Turn all the records below into one numbered list with one line per item. Skip the blank lines and leave the pictures out.

(Dataset rows)
(begin)

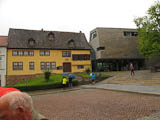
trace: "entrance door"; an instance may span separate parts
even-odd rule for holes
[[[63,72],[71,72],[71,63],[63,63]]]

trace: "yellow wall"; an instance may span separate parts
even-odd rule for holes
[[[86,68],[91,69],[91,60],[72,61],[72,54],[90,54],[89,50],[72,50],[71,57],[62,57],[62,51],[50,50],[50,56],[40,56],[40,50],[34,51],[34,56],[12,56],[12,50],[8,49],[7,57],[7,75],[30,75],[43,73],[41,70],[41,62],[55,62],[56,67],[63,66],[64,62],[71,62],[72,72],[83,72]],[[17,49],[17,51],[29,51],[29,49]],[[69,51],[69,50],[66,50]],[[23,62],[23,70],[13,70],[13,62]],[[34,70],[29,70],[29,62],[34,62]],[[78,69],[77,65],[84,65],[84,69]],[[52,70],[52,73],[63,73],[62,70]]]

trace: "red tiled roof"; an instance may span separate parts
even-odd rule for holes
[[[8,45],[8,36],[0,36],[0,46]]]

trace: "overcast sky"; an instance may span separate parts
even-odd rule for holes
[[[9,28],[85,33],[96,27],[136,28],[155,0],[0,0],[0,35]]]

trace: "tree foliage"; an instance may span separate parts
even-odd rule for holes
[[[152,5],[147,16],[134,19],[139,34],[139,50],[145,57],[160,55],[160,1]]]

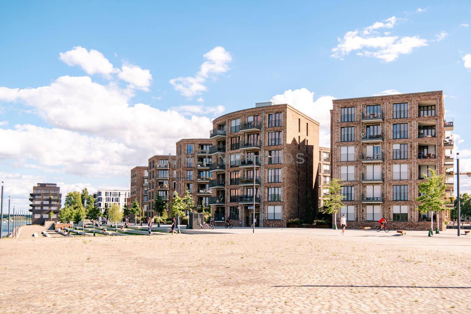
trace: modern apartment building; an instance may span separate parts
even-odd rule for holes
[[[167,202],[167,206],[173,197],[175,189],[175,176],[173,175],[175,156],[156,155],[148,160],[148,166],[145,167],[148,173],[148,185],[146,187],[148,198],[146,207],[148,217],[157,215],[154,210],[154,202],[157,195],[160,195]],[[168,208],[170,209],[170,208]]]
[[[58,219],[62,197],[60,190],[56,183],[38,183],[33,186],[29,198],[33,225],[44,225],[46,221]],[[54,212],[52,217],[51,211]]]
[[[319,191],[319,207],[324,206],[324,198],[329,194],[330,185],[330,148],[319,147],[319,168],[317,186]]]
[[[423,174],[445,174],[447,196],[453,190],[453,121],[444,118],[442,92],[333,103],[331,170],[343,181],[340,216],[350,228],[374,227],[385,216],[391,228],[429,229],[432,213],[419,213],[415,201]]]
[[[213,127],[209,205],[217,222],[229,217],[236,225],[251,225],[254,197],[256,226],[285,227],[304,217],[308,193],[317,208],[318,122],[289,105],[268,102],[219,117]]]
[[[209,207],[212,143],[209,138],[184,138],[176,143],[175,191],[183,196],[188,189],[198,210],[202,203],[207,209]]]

(end)

* Response to this task:
1. trace: "entrance door"; an instance may span separate parts
2. even-odd rule for holes
3. [[[63,72],[71,72],[71,63],[63,63]]]
4. trace: "yellow wall"; an instance may span separate parts
5. even-odd rule for holes
6. [[[86,68],[91,69],[91,60],[72,61],[72,54],[90,54],[89,50],[72,50],[71,57],[62,57],[62,51],[50,50],[50,56],[40,56],[40,50],[34,51],[34,56],[12,56],[12,50],[8,49],[7,57],[7,75],[30,75],[43,73],[41,70],[41,62],[55,62],[56,67],[63,66],[64,62],[71,62],[72,72],[83,72]],[[17,49],[17,51],[29,51],[29,49]],[[69,51],[69,50],[66,50]],[[23,62],[23,70],[13,70],[13,62]],[[34,70],[29,70],[29,62],[34,62]],[[78,69],[77,65],[84,65],[84,69]],[[52,70],[52,73],[63,73],[62,70]]]
7. trace: "red tiled roof"; an instance may span separate parts
8. even-odd rule for holes
9. [[[8,45],[8,36],[0,36],[0,46]]]
10. trace: "overcast sky"; an instance may span separate parts
11. even-odd rule for holes
12. [[[9,28],[85,33],[96,27],[136,28],[155,0],[0,0],[0,35]]]
13. trace: "tree foliage"; an instance may span separate parts
14. even-odd rule for holes
15. [[[152,5],[147,16],[134,19],[139,34],[139,50],[145,57],[160,55],[160,1]]]
16. trace: modern apartment building; an instance may span separate parts
17. even-odd rule for holes
18. [[[167,202],[167,206],[173,197],[175,189],[175,176],[173,175],[175,156],[156,155],[148,160],[148,166],[145,167],[148,173],[148,185],[146,187],[148,198],[146,207],[148,217],[157,215],[154,210],[154,202],[157,195],[160,195]],[[168,208],[170,209],[170,208]]]
19. [[[58,219],[62,197],[60,190],[56,183],[38,183],[33,186],[29,198],[33,225],[44,225],[46,221]],[[54,212],[52,217],[51,211]]]
20. [[[319,191],[319,207],[324,206],[324,198],[329,194],[330,185],[330,148],[319,147],[319,168],[317,186]]]
21. [[[423,174],[445,174],[447,196],[453,190],[453,121],[444,118],[442,92],[333,103],[331,170],[343,181],[340,216],[350,228],[374,227],[385,216],[391,228],[429,229],[432,213],[419,213],[415,201]]]
22. [[[213,127],[209,205],[217,222],[229,217],[236,225],[251,225],[254,197],[256,226],[285,227],[304,217],[308,193],[317,208],[318,122],[289,105],[268,102],[219,117]]]
23. [[[209,207],[212,143],[209,138],[184,138],[176,143],[175,191],[183,196],[188,189],[198,210],[202,203],[207,209]]]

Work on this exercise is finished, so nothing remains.